### [WHAT YOU WILL DO]
Give a verbatim copy of the lines below, minus the pictures.

═════ PROVIDED ENTRIES

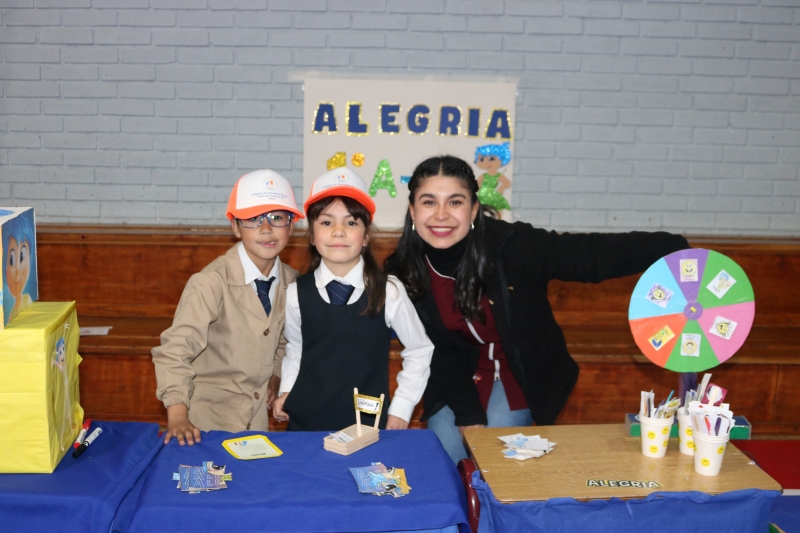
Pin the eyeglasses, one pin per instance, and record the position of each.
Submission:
(276, 219)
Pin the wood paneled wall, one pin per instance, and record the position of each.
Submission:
(132, 277)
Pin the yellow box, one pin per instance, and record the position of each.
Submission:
(20, 285)
(40, 412)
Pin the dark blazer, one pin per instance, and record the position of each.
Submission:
(527, 258)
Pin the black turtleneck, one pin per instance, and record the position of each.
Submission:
(445, 261)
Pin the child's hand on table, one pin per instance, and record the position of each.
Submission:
(395, 422)
(277, 408)
(178, 426)
(462, 429)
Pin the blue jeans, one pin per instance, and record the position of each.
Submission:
(443, 423)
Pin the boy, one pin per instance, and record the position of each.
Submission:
(218, 366)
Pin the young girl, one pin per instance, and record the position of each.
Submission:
(339, 318)
(218, 365)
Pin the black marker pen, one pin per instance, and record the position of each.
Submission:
(87, 442)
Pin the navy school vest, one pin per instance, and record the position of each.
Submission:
(342, 349)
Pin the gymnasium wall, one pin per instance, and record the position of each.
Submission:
(671, 115)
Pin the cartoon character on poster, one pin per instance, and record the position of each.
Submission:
(60, 362)
(19, 265)
(491, 157)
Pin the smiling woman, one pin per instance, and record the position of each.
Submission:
(480, 287)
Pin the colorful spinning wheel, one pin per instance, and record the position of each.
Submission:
(691, 310)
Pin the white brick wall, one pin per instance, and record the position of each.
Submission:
(676, 115)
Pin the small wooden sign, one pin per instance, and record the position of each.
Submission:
(358, 436)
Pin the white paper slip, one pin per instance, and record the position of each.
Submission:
(95, 330)
(341, 437)
(251, 447)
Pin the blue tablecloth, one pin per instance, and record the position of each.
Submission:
(743, 511)
(305, 489)
(81, 494)
(785, 513)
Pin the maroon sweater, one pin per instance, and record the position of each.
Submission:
(492, 362)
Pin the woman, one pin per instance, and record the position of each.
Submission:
(480, 288)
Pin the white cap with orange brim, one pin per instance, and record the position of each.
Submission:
(259, 192)
(341, 182)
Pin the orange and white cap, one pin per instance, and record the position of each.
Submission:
(261, 191)
(341, 182)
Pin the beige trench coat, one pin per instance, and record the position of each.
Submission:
(222, 348)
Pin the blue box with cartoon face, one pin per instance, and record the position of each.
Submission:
(20, 282)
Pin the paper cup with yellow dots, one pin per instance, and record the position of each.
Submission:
(655, 435)
(708, 453)
(685, 438)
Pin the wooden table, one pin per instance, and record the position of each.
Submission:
(602, 453)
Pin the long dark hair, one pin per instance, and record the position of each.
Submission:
(374, 277)
(475, 269)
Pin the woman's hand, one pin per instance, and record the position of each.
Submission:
(277, 408)
(178, 426)
(462, 429)
(395, 422)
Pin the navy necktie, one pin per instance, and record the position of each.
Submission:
(339, 293)
(262, 287)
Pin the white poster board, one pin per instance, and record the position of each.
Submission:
(382, 129)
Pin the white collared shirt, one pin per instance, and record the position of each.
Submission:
(252, 273)
(399, 314)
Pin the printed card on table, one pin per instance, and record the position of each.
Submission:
(251, 447)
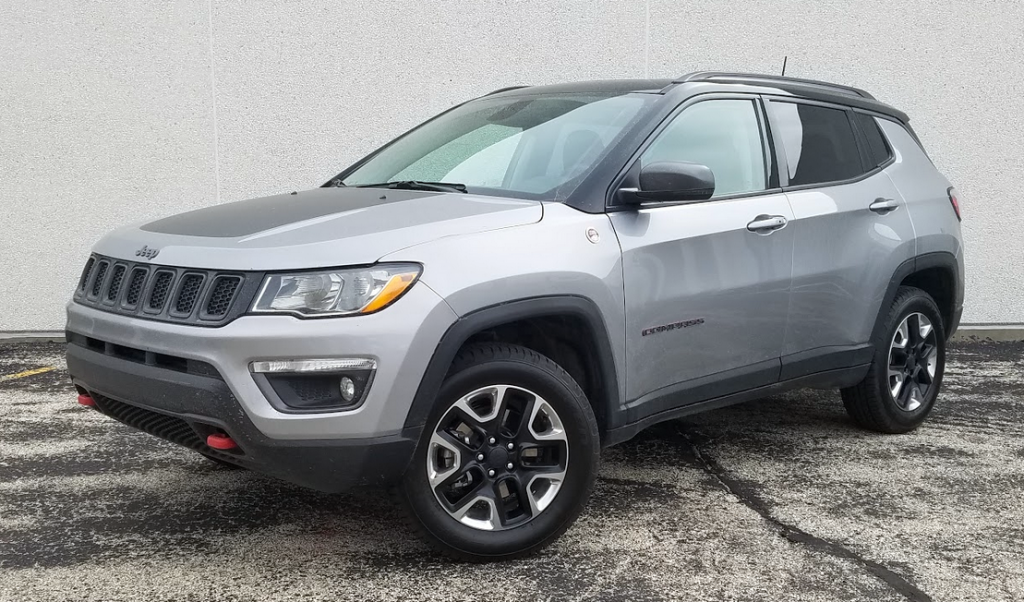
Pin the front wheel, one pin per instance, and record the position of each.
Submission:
(903, 382)
(508, 459)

══════════

### [ANSWER TO THE EXERCISE]
Pin the eyeglasses, one pin per instance, and record the position of each.
Submission:
(276, 219)
Pin the wood paneled wall, one pin per instance, and record the position of each.
Submission:
(132, 277)
Pin the yellow box, one pin per instance, and record the position of each.
Submission:
(20, 285)
(40, 412)
Pin the dark blazer, one pin per instance, and record the position of each.
Submission:
(527, 258)
Pin the black turtleneck, one pin per instance, and record the position of each.
Submission:
(445, 261)
Pin the child's hand on table, one pin per instance, and record the position of each.
Submission:
(395, 422)
(277, 408)
(178, 426)
(462, 429)
Pin the blue jeans, one pin per instance, and record the position of each.
Submission:
(443, 423)
Pin the boy, one pin per instance, and record the position of each.
Submission:
(218, 366)
Pin the young girl, one pin per instance, and record the position of each.
Submission:
(339, 318)
(218, 365)
Pin the black marker pen, one pin per instance, and record the position of each.
Submission:
(87, 442)
Pin the navy school vest, one pin per instance, and record the position of each.
Submission:
(342, 349)
Pin the gymnasium wall, one pin per instance, and record the position of each.
Submission:
(671, 115)
Pin the cartoon character on poster, one pin per instance, and record the position of each.
Submission:
(60, 362)
(19, 265)
(491, 157)
Pin the smiling woman, one pin per instance, and record the position of each.
Submission:
(480, 287)
Pin the colorful spinning wheel, one pin per instance, and record the position of each.
Submission:
(691, 310)
Pin the white brick wall, one pin per instance, and record the position of each.
Submission:
(676, 115)
Pin the small wooden sign, one pin per instance, and record the position of each.
Submission:
(358, 436)
Pin the white paper slip, one pin per instance, and record the position of each.
Submission:
(95, 330)
(341, 437)
(251, 447)
Pin the blue tablecloth, one pin per instance, and record the position of each.
Submission:
(743, 511)
(305, 489)
(81, 494)
(785, 513)
Pin the maroon sweater, one pin per instance, and record the position of each.
Submission:
(492, 362)
Pin the woman, one pin per instance, and record the position of each.
Submission:
(480, 288)
Pin the white cap with orange brim, one pin per instance, and record the position of each.
Submission:
(259, 192)
(341, 182)
Pin the orange and white cap, one pin per instance, and record the position of each.
Submission:
(261, 191)
(341, 182)
Pin the beige trench coat, one pin per instance, and record the position of each.
Submission:
(222, 348)
Pin the blue box with cartoon face, one pin per instance, and record the position of each.
Submission:
(20, 282)
Pin the paper cup with yellow dots, one pin per instance, and record the position of each.
Submission:
(655, 435)
(708, 453)
(685, 438)
Pin the wooden table, one pin per instance, and record the position of each.
Submission:
(602, 453)
Pin the long dark hair, one pin per instance, and record the position of each.
Submission:
(374, 277)
(475, 269)
Pin the woman's hand, one pin per instance, and record the position of each.
Submission:
(277, 408)
(178, 426)
(462, 429)
(395, 422)
Pin the navy necktie, one pin per instance, and record the position of each.
Submission:
(339, 293)
(262, 287)
Pin the white poster board, one pin per instance, and record the position of each.
Submission:
(382, 129)
Pin the white collared shirt, one pin per instance, and record the position of each.
Submission:
(252, 273)
(399, 314)
Pin the printed card on table, one pin per instance, and record the position of each.
Submission:
(251, 447)
Pin the front wheel, one pin per instance, and record the position of each.
Submission:
(903, 382)
(508, 459)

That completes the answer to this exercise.